**STATED TASK:** Write down the items that follow word for word, leaving out the pictures.

━━━━━━━━━━━━━━━━━━━━

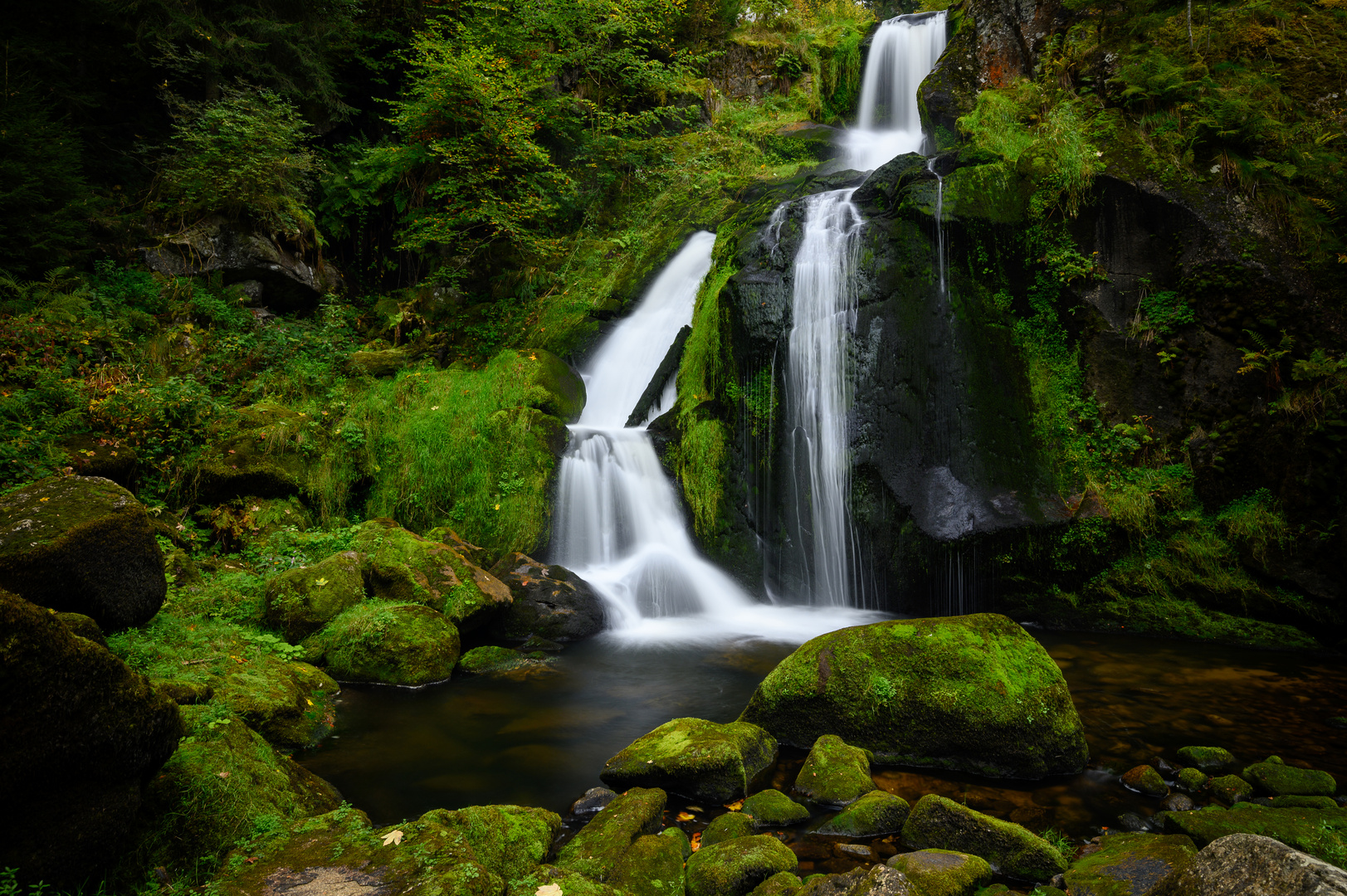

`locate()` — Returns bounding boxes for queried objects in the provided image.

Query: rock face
[739,613,1088,777]
[0,592,183,888]
[1156,834,1347,896]
[0,475,168,632]
[491,553,605,641]
[599,718,776,803]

━━━━━━━━━━━━━━━━━━━━

**FINAL RESULT:**
`locate()` — Returns bounding boxes for queried objects in the provided image.

Query: rock face
[739,613,1088,777]
[0,592,183,888]
[1156,834,1347,896]
[0,475,168,632]
[491,553,605,641]
[599,718,776,803]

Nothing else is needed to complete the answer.